Problem to solve >> Revise the listing below by replacing "instance" with "occurrence" everywhere it occurs and keeping all other text the same. Leave the pictures out of your answer.

Items for identifying locations
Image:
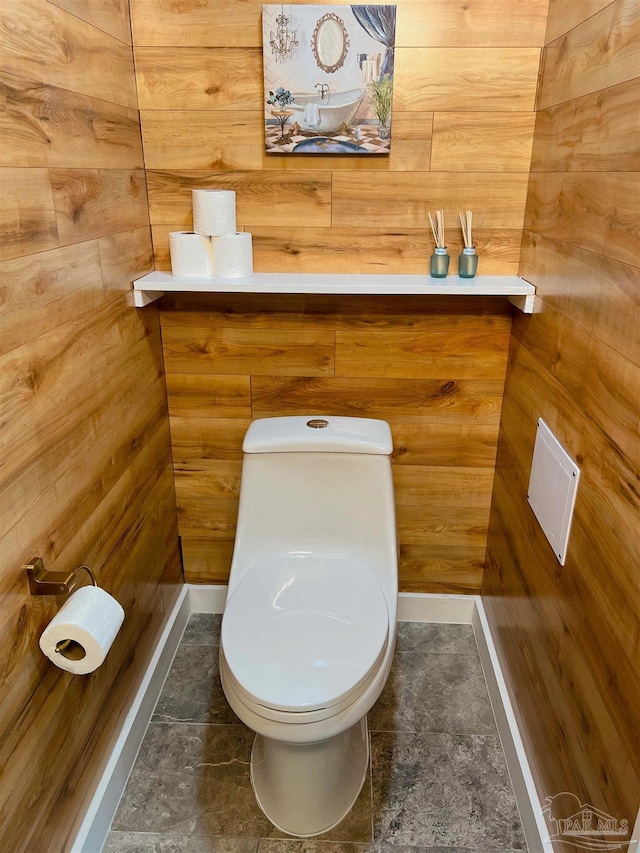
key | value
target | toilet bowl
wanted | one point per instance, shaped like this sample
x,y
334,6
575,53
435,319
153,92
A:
x,y
308,631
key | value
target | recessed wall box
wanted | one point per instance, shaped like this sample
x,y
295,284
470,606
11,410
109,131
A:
x,y
552,489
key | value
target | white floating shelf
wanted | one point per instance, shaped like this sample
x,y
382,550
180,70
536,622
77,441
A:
x,y
522,294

Solution below >>
Image:
key | value
target | toilet bowl
wanted | one point per occurrence, shaped like this sample
x,y
334,6
575,53
435,319
153,92
A:
x,y
308,631
key | value
target | recessed wall box
wanted | one point per occurrence, shaped like this sample
x,y
295,284
470,606
11,410
109,131
A:
x,y
552,489
key | value
target | white floating shelf
wanted | one point per occurrence, shaped like this sample
x,y
382,550
180,70
536,622
77,441
A:
x,y
522,294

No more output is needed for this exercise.